Written exercise – Starting with the line that contains "Locate the person standing in group;", write out each line through the end of the listing, unchanged. Output nothing else.

Data lines –
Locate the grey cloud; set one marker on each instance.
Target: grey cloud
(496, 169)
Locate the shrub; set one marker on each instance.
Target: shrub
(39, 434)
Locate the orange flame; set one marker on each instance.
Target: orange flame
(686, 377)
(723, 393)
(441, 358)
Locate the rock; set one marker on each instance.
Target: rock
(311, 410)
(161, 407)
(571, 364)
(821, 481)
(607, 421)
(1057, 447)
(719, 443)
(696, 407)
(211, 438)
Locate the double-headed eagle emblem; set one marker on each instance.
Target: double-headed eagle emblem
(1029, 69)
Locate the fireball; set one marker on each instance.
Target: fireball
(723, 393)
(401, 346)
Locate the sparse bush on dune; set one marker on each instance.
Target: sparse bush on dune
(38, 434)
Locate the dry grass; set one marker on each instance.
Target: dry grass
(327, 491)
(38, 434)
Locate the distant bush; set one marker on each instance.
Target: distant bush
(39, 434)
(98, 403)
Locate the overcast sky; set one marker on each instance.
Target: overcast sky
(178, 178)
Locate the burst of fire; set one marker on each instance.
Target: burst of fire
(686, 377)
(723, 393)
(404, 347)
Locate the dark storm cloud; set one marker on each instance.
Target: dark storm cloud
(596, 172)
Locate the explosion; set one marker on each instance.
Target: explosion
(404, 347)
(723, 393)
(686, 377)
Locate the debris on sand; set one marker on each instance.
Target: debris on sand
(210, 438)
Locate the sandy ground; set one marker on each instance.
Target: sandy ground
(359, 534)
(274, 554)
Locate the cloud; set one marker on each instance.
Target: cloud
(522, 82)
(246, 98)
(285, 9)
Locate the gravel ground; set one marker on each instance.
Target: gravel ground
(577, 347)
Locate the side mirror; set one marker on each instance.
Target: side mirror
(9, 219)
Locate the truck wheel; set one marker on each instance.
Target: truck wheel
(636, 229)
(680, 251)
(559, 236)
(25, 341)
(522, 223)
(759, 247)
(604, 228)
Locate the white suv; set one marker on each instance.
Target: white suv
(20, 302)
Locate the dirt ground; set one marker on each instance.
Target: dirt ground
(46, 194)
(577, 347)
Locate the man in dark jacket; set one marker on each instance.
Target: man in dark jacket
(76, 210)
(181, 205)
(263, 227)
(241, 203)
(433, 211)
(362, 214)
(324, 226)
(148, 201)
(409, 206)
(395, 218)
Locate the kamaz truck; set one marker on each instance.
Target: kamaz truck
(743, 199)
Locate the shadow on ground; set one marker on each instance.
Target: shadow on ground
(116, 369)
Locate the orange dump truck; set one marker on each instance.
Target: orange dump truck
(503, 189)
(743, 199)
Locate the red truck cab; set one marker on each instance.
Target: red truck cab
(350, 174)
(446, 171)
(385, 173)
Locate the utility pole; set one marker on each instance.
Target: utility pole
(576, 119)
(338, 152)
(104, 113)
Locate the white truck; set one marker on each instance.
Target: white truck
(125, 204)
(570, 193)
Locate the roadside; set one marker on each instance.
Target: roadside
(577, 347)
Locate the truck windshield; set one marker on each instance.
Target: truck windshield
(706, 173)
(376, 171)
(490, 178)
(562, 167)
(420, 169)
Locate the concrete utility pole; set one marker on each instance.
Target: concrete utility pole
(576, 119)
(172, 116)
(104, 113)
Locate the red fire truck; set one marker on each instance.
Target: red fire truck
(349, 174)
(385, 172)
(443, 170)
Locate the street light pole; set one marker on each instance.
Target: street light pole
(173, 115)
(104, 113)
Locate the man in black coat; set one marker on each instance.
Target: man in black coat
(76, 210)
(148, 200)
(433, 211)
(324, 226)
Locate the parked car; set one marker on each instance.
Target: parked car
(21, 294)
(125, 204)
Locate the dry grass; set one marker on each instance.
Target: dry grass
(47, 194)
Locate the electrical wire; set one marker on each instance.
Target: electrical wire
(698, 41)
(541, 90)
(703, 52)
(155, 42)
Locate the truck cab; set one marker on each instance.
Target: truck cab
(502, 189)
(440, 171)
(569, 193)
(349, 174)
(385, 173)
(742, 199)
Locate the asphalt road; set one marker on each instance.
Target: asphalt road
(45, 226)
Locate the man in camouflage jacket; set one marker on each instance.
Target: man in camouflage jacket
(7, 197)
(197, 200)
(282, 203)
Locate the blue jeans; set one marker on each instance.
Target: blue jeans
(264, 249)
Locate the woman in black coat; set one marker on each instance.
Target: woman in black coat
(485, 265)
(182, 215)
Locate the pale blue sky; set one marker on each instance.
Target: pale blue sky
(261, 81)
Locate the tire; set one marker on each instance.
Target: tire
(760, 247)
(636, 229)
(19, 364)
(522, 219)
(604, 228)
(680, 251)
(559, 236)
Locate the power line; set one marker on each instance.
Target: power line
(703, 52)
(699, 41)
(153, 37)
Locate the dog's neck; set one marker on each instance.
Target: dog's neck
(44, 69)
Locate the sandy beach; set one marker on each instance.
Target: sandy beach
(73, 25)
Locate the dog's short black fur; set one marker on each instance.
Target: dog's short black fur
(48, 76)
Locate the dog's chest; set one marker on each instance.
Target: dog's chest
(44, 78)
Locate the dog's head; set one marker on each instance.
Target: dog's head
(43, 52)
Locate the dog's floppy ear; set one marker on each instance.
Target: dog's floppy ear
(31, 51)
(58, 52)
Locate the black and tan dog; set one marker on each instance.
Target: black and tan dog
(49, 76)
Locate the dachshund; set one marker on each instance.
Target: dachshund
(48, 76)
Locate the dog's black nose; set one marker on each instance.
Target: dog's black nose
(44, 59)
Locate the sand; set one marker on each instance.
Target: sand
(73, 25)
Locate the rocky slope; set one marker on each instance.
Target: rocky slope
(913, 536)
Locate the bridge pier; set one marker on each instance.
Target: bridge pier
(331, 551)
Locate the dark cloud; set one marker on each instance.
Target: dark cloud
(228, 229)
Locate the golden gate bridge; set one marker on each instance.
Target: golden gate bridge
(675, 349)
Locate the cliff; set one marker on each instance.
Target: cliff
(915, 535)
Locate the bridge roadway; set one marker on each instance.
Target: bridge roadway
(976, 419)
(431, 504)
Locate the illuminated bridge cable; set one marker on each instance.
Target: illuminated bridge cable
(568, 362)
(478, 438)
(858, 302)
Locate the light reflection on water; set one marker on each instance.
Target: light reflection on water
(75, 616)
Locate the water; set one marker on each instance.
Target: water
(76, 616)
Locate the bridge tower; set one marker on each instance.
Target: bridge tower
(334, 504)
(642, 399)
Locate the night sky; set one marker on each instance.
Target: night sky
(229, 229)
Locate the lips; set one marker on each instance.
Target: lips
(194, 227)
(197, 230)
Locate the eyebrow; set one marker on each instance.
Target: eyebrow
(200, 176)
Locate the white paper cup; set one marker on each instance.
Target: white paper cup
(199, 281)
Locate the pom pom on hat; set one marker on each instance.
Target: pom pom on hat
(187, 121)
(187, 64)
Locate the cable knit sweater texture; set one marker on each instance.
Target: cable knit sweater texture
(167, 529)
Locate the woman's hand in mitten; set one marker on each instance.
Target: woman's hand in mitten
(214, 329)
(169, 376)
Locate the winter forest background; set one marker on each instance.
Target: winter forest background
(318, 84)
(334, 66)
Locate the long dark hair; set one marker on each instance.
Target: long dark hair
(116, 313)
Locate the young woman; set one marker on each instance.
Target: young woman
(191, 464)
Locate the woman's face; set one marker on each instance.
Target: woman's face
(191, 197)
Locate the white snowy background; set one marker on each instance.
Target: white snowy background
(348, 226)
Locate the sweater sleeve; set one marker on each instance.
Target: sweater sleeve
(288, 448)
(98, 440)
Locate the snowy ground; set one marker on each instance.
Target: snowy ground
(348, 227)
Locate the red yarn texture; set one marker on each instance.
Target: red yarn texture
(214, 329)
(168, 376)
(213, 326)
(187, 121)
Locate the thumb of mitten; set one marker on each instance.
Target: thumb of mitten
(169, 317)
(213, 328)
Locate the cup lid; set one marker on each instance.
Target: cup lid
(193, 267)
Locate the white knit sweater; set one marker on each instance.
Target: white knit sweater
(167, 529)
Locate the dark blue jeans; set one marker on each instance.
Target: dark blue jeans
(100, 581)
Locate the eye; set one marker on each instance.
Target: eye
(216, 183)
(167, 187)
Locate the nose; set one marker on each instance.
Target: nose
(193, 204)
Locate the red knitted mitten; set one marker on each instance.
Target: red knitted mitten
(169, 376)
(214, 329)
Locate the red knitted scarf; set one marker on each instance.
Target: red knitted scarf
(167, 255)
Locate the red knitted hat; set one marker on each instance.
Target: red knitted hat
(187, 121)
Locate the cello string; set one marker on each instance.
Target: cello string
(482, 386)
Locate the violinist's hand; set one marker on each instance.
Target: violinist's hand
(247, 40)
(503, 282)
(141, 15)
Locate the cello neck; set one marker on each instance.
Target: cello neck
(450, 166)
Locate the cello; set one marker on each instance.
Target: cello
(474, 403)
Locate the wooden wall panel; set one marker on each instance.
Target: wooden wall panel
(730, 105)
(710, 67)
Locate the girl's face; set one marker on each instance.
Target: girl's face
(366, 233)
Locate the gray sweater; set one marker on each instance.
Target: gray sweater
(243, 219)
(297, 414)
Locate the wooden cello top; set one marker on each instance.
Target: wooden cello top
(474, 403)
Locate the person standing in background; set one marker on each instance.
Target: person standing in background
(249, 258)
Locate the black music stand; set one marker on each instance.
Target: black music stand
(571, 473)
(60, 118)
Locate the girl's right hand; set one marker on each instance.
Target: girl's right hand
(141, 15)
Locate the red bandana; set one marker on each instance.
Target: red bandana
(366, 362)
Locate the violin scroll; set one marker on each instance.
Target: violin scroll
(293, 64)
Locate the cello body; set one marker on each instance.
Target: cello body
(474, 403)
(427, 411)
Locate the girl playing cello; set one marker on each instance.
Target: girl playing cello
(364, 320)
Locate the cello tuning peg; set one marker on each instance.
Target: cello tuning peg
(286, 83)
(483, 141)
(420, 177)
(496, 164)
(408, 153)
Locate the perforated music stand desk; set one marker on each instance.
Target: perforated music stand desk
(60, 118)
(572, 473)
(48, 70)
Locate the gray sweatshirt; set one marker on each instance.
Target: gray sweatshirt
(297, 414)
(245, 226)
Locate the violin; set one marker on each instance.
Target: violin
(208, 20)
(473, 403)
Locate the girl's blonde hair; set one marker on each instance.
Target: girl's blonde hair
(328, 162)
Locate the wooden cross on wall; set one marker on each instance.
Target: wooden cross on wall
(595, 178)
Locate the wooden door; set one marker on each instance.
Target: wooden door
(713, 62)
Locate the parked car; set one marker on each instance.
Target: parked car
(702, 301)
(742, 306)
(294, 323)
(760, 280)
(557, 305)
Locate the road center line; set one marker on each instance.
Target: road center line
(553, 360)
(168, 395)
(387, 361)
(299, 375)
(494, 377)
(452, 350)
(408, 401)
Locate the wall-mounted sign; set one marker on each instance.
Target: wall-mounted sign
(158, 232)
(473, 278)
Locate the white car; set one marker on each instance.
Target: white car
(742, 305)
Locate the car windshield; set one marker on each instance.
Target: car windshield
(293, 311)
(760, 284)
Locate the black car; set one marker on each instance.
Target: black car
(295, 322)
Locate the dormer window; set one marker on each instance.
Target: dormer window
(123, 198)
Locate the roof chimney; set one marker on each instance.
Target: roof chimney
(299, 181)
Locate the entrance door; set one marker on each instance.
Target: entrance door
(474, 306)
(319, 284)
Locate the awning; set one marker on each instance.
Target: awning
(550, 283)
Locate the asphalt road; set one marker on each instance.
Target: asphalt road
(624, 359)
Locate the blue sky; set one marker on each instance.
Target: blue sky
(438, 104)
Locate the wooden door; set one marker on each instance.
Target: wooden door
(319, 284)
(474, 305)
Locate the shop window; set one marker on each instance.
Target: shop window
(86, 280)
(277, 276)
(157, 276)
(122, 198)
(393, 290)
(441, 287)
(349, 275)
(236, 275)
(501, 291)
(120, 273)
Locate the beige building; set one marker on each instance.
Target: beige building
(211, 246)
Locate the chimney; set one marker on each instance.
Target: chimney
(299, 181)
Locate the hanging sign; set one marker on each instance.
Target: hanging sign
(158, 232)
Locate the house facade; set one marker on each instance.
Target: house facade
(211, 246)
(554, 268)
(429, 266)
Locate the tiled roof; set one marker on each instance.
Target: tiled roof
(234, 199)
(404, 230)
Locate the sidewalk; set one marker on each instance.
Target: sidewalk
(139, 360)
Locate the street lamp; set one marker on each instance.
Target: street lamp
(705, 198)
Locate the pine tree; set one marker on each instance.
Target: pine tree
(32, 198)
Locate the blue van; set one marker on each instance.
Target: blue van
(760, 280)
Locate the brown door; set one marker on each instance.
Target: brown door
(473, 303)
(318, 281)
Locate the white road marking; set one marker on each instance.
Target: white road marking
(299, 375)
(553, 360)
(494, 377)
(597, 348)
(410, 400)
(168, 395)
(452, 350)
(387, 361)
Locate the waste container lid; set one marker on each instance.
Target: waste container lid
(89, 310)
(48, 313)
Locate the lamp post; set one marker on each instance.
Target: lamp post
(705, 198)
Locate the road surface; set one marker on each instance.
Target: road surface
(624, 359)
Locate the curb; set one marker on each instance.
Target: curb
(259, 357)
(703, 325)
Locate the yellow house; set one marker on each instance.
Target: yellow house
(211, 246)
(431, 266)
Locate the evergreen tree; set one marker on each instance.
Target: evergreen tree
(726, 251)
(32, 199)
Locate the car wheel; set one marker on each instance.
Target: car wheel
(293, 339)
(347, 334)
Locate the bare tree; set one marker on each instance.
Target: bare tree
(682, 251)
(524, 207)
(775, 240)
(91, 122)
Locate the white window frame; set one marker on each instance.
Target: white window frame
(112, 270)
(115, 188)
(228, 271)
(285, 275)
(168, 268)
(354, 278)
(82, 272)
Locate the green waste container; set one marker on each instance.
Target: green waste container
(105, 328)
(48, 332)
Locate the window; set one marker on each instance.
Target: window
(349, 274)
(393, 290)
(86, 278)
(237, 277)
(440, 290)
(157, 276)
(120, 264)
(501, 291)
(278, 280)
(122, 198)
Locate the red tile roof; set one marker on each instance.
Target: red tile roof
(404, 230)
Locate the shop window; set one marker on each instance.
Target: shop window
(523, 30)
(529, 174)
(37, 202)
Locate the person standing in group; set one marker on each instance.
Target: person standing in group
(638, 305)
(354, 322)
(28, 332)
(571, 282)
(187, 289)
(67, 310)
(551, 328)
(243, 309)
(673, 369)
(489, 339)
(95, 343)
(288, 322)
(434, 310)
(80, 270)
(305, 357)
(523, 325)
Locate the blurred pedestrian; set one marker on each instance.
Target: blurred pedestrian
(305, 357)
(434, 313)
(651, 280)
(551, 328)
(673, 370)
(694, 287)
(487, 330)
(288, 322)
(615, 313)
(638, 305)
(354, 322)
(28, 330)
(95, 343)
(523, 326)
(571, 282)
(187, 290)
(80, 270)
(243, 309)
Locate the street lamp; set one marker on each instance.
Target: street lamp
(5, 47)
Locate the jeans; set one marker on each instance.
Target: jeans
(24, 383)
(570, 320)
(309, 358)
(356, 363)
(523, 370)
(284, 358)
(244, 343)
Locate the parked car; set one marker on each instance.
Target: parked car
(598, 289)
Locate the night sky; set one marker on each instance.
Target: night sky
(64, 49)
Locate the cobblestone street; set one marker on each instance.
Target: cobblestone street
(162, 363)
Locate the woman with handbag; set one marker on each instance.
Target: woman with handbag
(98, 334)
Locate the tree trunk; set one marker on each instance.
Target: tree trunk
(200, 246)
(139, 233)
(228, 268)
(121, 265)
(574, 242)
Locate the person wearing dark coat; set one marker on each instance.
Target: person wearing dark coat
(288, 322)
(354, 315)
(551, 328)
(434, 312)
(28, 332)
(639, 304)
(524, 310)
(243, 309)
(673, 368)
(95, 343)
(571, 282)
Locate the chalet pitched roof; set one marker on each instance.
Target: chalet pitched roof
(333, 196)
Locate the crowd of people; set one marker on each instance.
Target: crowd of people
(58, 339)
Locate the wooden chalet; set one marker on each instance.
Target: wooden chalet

Task solution –
Locate the person standing in group; set one marker on each instance.
Target: person standing in group
(638, 305)
(354, 322)
(28, 332)
(571, 282)
(187, 289)
(67, 310)
(551, 328)
(243, 309)
(673, 369)
(489, 339)
(95, 343)
(288, 322)
(434, 310)
(80, 270)
(305, 357)
(523, 325)
Locate the blurred pedestrian; set one marker on each instance.
Target: blurred pedestrian
(305, 357)
(434, 313)
(651, 280)
(551, 328)
(673, 370)
(694, 287)
(487, 330)
(288, 322)
(615, 313)
(638, 305)
(354, 322)
(28, 330)
(95, 343)
(523, 326)
(571, 282)
(187, 290)
(80, 270)
(243, 309)
Locate the street lamp; set one marker on each instance.
Target: street lamp
(5, 47)
Locate the jeans; set one marker on each instance.
Target: jeans
(24, 383)
(570, 320)
(309, 358)
(356, 363)
(523, 370)
(284, 358)
(244, 343)
Locate the parked car; set one marker on each instance.
Target: parked car
(598, 289)
Locate the night sky; set one marker on each instance.
Target: night sky
(64, 49)
Locate the cobblestone street; set one marker on each instance.
Target: cobblestone street
(162, 363)
Locate the woman with handbag; set one marker on each instance.
Target: woman with handbag
(98, 334)
Locate the tree trunk; set one marker on each instance.
Target: tree trunk
(200, 246)
(139, 233)
(228, 268)
(121, 265)
(574, 242)
Locate the person wearing dark coat; set one marker on each instance.
Target: person wearing dark coat
(288, 322)
(354, 315)
(551, 328)
(434, 312)
(28, 332)
(639, 304)
(524, 310)
(243, 309)
(673, 368)
(95, 343)
(571, 282)
Locate the chalet pitched roof; set one marker on each instance.
Target: chalet pitched roof
(333, 196)
Locate the crowd of people; set one marker on each instance.
Target: crowd of people
(58, 339)
Locate the wooden chalet; set one marker on each instance.
Target: wooden chalet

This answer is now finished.